== Source records

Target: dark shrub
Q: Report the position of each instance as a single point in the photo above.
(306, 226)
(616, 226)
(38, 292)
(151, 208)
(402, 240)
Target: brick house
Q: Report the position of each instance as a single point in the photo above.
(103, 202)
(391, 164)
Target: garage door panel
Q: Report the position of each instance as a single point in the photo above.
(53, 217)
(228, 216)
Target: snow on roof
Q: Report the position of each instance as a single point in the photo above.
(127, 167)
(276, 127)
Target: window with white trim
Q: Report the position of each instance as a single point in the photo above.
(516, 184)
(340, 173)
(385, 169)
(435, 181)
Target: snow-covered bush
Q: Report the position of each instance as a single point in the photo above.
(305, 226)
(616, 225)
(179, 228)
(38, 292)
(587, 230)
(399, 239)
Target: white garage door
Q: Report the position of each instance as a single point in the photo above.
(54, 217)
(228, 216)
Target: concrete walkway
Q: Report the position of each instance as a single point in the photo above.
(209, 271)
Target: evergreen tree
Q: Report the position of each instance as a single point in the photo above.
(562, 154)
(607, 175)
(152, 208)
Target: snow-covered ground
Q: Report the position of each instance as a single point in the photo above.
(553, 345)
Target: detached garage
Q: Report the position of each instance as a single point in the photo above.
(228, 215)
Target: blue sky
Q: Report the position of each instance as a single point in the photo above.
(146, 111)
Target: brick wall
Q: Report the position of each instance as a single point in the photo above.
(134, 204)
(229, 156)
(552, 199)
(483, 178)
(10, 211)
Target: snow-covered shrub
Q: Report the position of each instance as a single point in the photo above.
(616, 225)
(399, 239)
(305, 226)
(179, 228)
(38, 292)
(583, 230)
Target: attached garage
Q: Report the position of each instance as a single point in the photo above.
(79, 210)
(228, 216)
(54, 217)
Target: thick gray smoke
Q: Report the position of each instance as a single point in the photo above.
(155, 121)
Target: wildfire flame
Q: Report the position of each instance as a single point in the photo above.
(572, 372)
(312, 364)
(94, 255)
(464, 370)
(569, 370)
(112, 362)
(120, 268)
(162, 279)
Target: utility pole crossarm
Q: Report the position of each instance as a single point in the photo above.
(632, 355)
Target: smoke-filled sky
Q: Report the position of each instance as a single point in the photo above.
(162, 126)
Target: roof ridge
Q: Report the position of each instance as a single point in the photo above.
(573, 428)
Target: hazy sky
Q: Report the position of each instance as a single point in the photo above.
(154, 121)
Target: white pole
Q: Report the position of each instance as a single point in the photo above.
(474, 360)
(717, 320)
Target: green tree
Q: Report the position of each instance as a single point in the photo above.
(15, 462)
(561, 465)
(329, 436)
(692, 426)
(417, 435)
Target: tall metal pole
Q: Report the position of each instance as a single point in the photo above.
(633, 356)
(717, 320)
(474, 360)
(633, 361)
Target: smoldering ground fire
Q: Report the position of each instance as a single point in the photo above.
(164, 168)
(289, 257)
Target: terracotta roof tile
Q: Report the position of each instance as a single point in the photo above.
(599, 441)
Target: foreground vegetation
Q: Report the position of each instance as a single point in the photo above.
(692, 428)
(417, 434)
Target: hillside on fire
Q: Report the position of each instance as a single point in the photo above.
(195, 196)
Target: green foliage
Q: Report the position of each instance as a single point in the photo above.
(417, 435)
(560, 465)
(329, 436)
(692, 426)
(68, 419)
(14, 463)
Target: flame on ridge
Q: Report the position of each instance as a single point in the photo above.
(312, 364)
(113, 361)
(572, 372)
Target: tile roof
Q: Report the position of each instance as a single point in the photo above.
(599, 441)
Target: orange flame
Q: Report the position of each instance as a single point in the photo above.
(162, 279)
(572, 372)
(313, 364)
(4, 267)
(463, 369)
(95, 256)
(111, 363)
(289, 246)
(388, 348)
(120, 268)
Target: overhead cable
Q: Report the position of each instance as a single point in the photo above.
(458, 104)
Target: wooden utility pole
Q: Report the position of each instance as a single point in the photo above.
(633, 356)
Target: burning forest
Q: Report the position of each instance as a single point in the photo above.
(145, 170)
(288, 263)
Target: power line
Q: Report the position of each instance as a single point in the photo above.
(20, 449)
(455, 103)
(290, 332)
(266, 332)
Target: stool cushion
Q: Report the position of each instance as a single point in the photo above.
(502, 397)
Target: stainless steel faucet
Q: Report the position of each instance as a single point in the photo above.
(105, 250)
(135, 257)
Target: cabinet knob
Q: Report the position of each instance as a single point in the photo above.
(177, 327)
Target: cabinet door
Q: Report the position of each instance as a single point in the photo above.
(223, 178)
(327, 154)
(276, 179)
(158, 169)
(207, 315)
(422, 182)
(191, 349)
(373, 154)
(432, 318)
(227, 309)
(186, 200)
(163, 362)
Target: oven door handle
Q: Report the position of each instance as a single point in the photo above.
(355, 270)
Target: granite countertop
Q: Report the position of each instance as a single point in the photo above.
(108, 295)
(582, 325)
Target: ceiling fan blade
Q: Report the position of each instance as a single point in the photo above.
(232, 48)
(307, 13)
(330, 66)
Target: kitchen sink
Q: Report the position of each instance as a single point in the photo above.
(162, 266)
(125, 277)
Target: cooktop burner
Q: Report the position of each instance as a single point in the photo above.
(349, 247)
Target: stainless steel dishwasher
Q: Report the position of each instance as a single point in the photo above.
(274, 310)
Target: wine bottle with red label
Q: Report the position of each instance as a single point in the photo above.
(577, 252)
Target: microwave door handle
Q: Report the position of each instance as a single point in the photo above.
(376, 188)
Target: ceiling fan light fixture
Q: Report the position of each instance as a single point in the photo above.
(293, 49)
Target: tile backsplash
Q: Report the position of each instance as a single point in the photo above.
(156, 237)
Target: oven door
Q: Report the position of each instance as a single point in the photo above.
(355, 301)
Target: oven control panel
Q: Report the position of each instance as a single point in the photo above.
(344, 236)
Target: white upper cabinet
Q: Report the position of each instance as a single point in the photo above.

====

## What is being asked:
Working through the data above, find every line holding "flame" and copy it.

## Your solution:
Target: wildfire flame
Target: flame on ridge
Target: orange flame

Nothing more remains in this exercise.